Stated goal. Locate every line in the items below that contains the word "paella", and copy each of those lines.

Dataset entries.
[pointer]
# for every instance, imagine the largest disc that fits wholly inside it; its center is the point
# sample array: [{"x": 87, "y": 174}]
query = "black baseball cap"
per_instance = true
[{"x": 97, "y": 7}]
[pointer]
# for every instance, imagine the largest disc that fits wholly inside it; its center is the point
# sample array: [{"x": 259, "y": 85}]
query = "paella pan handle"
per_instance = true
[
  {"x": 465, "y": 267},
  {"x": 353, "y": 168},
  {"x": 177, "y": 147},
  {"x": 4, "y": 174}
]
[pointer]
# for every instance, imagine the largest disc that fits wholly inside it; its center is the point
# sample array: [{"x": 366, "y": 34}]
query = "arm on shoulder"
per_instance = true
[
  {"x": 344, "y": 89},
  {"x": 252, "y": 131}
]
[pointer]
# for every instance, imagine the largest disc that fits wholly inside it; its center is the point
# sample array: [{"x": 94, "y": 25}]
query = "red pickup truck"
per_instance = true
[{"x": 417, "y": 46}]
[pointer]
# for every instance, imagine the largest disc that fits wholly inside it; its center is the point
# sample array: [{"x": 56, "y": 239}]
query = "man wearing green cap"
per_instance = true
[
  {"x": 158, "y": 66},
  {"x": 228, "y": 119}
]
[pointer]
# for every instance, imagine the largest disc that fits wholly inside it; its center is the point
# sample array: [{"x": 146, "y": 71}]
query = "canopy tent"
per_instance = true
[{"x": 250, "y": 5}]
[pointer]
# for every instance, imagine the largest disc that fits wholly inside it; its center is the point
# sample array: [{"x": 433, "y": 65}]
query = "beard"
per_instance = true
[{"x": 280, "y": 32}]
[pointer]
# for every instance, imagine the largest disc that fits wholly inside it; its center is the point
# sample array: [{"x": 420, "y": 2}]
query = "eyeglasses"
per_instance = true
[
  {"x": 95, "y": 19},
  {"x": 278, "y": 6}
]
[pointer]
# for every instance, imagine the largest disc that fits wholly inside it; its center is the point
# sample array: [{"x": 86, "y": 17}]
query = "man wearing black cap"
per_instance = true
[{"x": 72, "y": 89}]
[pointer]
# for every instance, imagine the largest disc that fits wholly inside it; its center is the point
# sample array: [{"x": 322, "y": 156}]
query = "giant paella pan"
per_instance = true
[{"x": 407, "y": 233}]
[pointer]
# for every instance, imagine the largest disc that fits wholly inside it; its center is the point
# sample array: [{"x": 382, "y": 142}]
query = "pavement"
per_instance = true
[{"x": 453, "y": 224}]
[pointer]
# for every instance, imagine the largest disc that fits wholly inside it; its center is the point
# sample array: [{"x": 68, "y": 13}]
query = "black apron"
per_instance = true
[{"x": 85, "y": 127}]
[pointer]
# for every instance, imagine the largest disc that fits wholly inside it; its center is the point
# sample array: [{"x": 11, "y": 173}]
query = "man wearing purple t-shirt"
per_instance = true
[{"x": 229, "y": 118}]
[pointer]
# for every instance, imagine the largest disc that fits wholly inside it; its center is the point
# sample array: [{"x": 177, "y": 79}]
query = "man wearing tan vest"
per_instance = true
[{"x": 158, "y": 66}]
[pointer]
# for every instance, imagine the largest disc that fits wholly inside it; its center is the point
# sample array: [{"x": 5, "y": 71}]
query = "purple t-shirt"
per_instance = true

Solution to this task.
query = "paella pan handle"
query = "giant paella pan"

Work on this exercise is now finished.